• _How to complete this task_
Please extract every line in the material below that contains the string "clicks". Case counts.

• _Material to process_
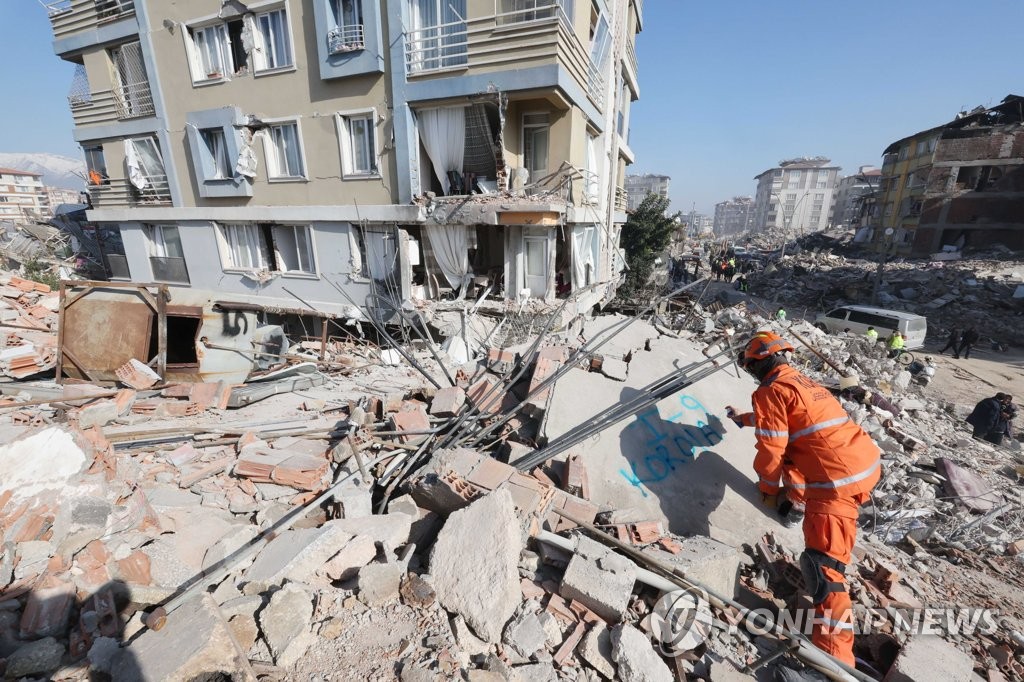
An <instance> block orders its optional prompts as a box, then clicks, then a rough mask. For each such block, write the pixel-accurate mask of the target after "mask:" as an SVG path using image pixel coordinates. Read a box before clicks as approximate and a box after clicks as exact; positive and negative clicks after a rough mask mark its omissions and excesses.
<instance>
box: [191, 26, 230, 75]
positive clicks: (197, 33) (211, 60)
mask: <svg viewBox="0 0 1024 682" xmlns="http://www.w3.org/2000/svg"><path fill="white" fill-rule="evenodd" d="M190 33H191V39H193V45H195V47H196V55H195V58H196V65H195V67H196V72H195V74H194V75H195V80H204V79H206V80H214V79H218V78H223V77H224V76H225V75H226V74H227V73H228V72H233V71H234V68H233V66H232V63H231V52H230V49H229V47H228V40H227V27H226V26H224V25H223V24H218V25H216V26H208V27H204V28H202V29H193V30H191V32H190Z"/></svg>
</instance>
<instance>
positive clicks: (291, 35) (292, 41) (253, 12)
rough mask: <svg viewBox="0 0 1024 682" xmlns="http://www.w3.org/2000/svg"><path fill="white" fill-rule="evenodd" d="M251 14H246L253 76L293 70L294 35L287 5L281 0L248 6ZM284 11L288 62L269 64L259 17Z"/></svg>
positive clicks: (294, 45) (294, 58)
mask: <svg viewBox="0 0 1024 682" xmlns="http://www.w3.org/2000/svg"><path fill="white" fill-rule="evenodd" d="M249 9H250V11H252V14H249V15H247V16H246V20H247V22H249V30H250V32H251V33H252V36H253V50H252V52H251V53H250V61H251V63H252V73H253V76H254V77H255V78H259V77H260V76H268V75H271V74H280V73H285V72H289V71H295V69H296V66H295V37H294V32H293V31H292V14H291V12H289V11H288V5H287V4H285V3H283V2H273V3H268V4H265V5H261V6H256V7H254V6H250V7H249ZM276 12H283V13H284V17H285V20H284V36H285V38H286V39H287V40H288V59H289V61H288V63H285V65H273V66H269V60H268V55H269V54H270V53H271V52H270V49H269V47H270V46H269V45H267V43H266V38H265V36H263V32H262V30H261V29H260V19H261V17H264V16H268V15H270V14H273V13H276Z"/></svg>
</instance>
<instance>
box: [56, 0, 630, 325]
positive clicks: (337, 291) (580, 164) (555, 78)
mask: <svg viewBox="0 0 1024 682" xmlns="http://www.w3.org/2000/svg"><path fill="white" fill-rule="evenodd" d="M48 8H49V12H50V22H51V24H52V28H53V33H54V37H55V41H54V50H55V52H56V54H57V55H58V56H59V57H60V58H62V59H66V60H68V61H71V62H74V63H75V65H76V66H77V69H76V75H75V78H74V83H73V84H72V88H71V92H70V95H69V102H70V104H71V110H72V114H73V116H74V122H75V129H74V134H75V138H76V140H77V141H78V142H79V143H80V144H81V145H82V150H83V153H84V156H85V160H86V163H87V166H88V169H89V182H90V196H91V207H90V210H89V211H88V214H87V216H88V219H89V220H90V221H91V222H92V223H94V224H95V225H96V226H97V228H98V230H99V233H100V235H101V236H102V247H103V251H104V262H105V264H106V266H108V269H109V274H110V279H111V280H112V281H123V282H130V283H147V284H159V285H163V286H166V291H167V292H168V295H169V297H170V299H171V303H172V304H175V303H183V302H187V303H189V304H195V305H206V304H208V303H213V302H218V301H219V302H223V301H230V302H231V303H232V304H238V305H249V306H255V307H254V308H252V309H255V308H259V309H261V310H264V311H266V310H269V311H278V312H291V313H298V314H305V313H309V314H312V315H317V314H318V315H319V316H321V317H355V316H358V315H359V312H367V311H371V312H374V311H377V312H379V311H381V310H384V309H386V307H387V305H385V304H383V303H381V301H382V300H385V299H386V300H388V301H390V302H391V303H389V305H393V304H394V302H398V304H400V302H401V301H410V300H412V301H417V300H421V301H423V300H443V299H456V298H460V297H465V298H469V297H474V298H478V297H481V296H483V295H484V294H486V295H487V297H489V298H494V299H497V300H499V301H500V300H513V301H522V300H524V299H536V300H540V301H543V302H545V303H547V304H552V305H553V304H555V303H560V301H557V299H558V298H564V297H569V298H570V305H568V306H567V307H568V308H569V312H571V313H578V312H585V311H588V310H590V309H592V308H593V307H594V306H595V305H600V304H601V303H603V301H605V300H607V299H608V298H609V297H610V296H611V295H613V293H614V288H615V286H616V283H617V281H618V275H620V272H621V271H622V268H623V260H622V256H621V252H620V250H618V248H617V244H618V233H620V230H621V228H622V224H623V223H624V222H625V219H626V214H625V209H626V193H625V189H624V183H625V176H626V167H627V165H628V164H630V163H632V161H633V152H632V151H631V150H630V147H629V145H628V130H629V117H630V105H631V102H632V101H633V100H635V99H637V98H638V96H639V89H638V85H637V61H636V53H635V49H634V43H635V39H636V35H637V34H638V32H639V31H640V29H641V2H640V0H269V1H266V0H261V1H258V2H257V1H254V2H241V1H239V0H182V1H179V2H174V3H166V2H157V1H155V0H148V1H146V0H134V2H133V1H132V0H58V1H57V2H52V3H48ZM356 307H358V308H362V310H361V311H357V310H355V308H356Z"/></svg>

• _Output of the exercise_
An <instance> block orders its optional prompts as a box, then clicks, then a rough mask. For each such block, write the pixel-accurate mask of the target after "mask:" as an SVG path using image pixel coordinates. Read a box before clicks as approximate and a box after clicks as exact; positive and negative clicks after a rough mask mark its omissions and excesses.
positive clicks: (197, 33) (211, 60)
positive clicks: (291, 35) (292, 41) (253, 12)
positive clicks: (294, 45) (294, 58)
positive clicks: (337, 291) (580, 164) (555, 78)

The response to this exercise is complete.